(Stored entries)
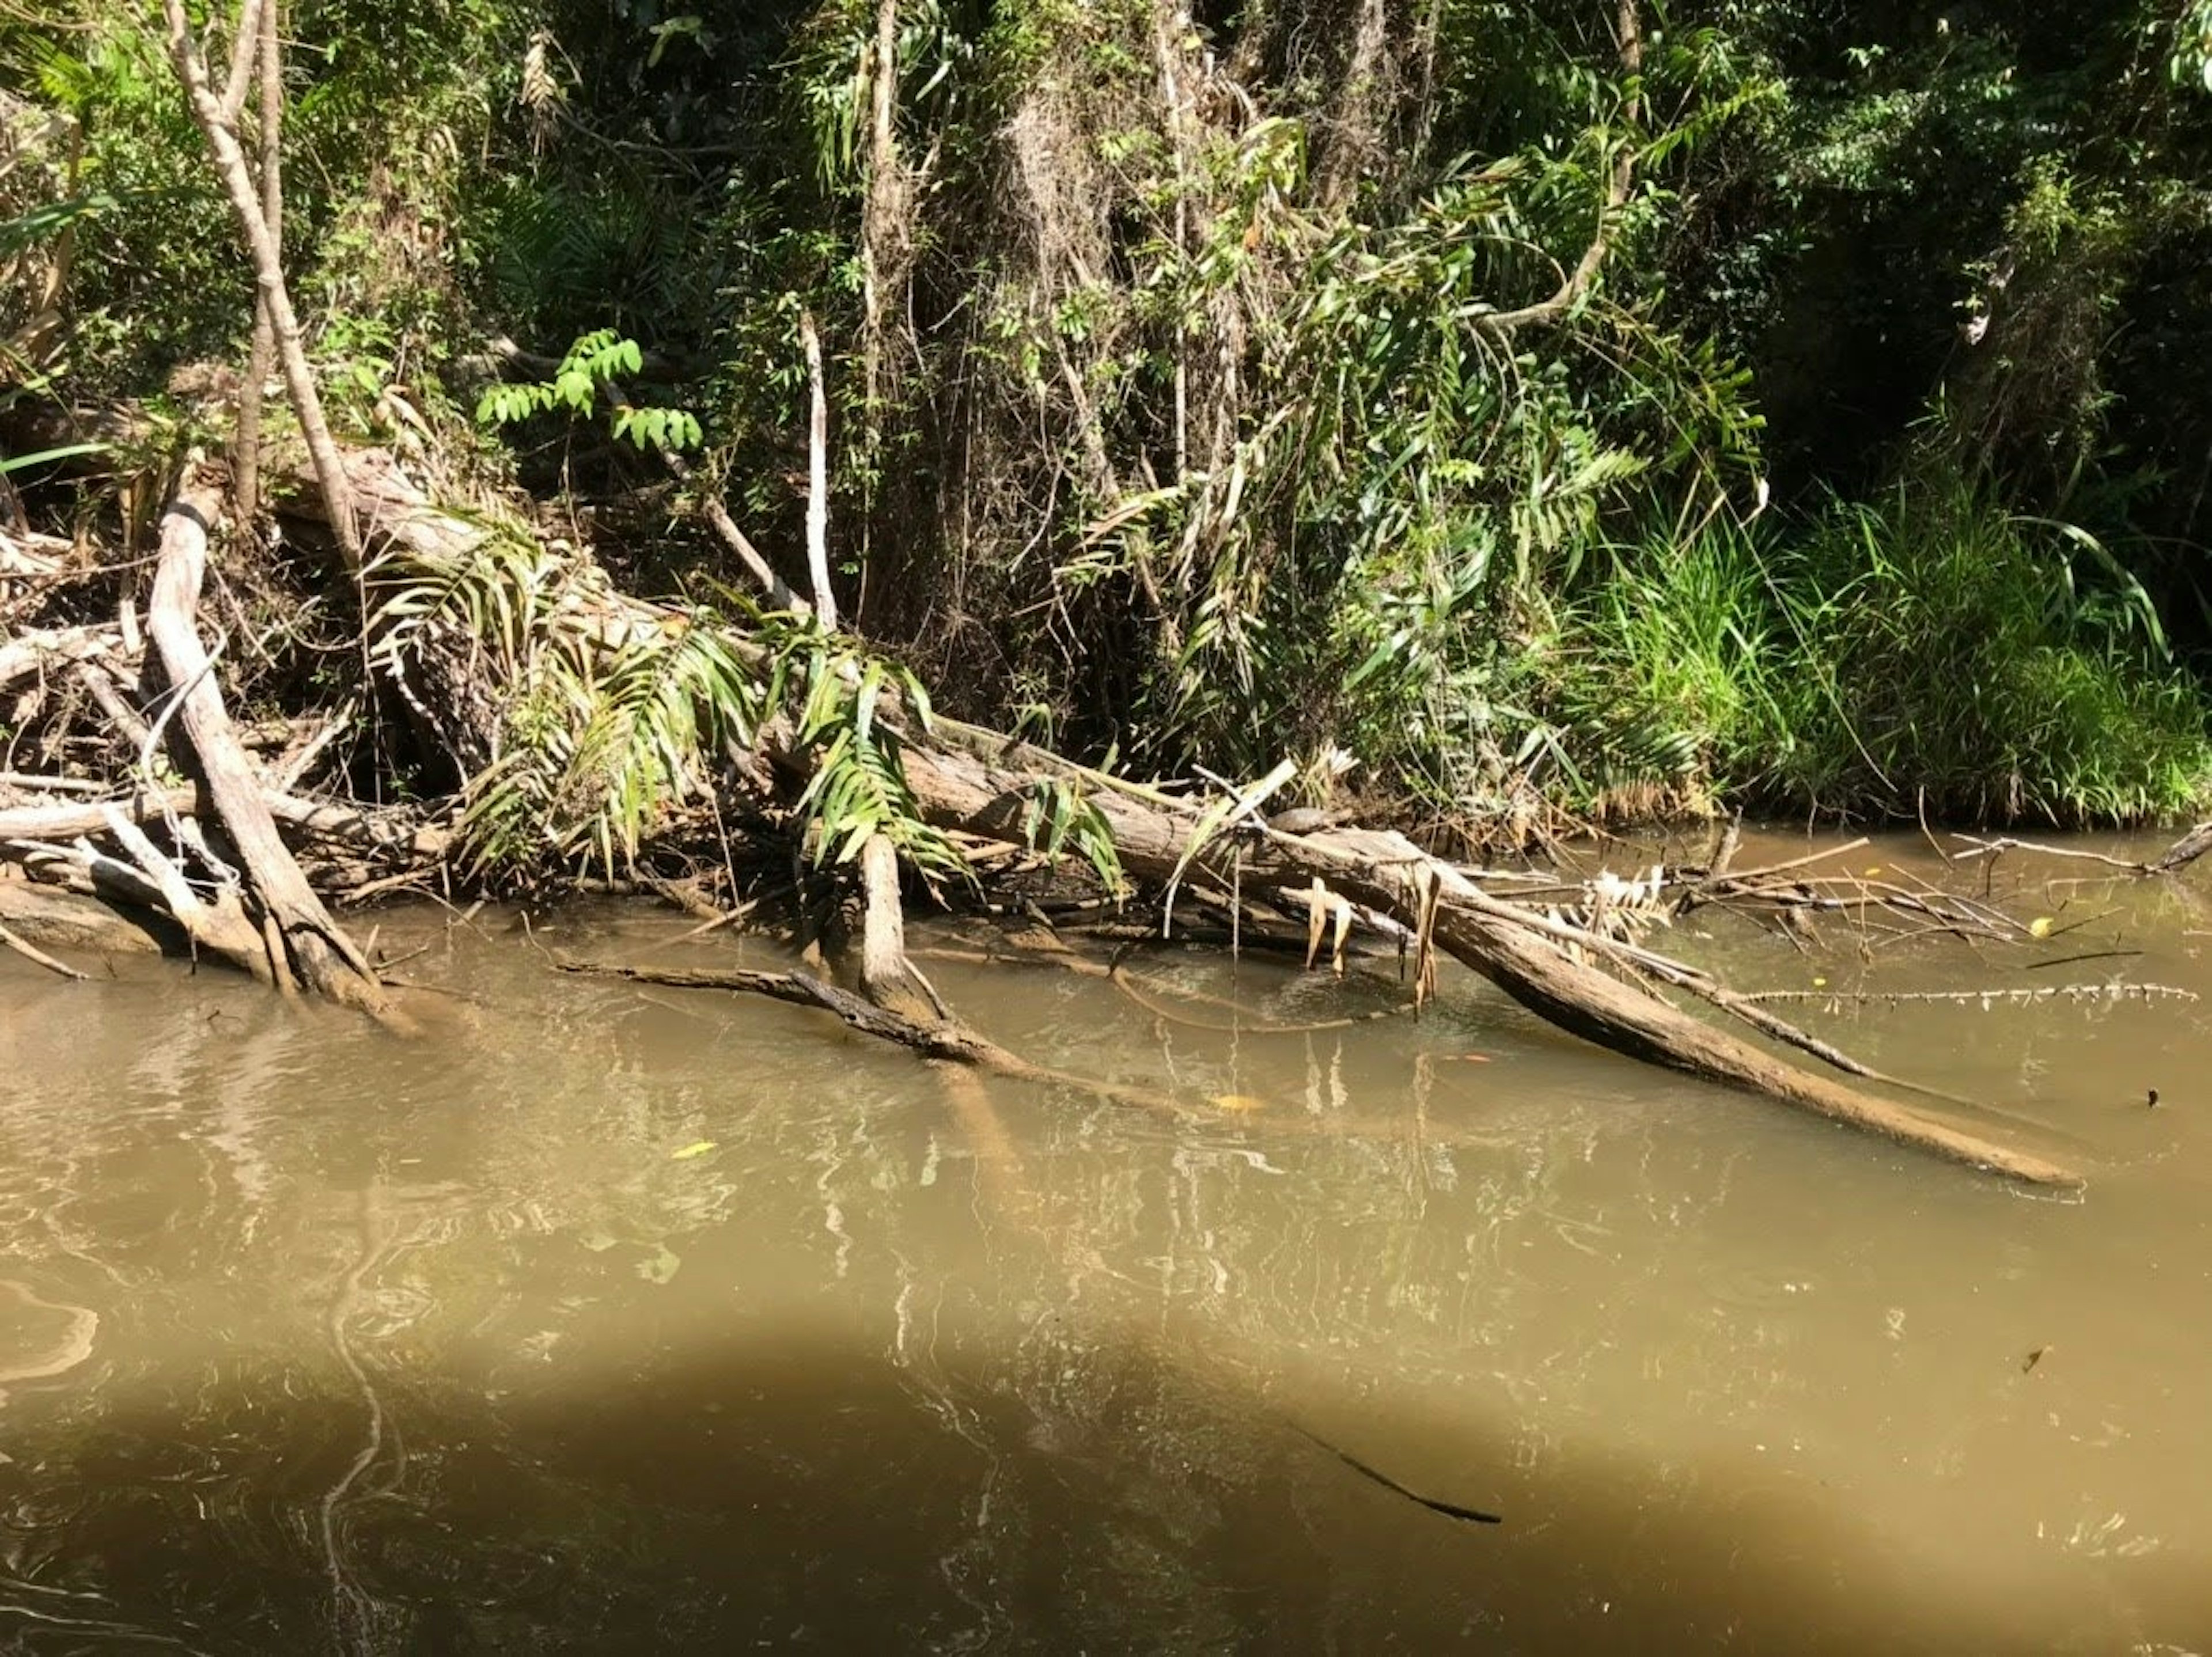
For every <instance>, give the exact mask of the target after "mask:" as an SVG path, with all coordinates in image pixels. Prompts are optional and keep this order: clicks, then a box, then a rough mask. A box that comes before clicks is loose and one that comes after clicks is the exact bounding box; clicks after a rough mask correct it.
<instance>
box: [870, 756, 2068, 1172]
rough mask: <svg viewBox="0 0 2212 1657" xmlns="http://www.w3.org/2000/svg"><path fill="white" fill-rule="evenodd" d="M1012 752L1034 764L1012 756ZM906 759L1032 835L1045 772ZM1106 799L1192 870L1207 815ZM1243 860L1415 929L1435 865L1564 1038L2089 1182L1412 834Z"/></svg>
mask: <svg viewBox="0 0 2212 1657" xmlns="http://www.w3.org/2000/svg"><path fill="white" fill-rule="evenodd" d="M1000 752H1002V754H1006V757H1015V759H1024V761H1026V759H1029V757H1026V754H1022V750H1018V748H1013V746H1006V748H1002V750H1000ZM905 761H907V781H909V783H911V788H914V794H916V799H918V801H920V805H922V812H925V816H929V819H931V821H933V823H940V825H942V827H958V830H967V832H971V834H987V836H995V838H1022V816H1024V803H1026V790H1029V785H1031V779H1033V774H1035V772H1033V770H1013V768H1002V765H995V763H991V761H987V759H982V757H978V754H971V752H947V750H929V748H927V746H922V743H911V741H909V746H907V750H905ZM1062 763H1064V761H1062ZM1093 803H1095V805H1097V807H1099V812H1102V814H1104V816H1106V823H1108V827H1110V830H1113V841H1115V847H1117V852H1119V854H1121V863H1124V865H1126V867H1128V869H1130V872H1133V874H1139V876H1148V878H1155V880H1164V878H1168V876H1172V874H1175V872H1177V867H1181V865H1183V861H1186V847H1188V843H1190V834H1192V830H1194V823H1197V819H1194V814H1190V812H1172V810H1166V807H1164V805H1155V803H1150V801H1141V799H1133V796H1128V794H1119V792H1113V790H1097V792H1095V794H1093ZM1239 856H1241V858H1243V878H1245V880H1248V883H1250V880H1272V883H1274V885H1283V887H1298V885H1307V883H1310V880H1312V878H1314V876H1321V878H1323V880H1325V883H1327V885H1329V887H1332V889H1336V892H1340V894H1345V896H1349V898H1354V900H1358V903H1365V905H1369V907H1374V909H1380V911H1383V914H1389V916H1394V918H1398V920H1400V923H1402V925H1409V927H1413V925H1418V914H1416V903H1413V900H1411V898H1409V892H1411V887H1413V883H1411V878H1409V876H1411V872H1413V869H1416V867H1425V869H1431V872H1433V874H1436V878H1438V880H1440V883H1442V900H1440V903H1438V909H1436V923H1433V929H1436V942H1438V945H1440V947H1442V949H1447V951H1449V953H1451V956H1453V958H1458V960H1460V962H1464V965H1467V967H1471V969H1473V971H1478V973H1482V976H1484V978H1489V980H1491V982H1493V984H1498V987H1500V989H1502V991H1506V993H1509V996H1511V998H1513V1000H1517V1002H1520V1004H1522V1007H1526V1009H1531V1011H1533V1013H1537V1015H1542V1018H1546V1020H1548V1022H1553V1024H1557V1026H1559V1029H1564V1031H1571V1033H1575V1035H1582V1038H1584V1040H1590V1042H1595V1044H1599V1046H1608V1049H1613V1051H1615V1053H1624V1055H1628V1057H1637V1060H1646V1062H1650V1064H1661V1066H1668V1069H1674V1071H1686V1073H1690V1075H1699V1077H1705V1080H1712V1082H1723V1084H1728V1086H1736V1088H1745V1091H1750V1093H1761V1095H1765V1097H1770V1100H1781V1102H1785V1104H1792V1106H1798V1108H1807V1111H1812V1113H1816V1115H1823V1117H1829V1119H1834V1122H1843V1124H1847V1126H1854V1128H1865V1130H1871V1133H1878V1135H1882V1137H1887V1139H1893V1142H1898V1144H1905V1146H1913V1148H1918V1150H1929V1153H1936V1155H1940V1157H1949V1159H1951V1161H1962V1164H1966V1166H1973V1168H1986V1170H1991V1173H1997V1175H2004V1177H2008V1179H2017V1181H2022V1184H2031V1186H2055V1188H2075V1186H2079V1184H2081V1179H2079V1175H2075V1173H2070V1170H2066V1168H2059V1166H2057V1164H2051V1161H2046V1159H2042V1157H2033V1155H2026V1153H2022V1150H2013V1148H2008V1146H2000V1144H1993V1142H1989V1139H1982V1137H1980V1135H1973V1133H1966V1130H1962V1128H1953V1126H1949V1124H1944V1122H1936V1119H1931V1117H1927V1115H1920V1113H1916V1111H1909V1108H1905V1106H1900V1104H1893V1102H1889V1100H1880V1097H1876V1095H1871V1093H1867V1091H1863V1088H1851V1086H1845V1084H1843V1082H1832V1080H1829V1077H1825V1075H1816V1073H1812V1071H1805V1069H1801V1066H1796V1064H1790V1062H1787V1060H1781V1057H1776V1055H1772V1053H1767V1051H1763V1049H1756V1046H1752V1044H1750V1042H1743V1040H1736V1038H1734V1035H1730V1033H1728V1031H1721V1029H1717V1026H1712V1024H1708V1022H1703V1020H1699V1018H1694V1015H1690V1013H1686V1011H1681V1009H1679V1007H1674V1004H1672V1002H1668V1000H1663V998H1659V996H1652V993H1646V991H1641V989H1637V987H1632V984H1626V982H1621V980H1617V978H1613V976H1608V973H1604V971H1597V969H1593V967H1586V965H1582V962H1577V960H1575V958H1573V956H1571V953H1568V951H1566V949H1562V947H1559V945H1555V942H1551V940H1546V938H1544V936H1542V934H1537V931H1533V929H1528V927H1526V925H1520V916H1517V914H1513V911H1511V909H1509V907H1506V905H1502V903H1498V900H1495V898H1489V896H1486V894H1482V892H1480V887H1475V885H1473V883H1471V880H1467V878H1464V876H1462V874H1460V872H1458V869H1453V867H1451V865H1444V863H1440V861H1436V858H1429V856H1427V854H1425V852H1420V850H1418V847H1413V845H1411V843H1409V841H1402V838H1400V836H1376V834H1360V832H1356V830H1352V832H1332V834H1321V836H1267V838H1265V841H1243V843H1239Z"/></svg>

* **DIRECTIONS**
Turn the lines from the start of the items through the line containing "rough mask: <svg" into a Markdown table with a Row column for the row number and a Line column for the line, skipping blank lines. Leave the pictures out of the answer.

* **RESULT OF THE TASK**
| Row | Line |
|---|---|
| 1 | For every <instance>, give the exact mask of the target after "mask:" as an SVG path, with all coordinates in image pixels. Prompts are optional and keep this order: clicks, then a box, then a rough mask. A box that comes before clicks is loose and one that comes after clicks is the exact bounding box; clicks after a rough mask correct it. |
| 2 | <instance> |
| 3 | box: [870, 756, 2068, 1172] |
| 4 | rough mask: <svg viewBox="0 0 2212 1657" xmlns="http://www.w3.org/2000/svg"><path fill="white" fill-rule="evenodd" d="M1012 752L1034 764L1012 756ZM906 759L1032 835L1045 772ZM1106 799L1192 870L1207 815ZM1243 860L1415 929L1435 865L1564 1038L2089 1182L1412 834Z"/></svg> |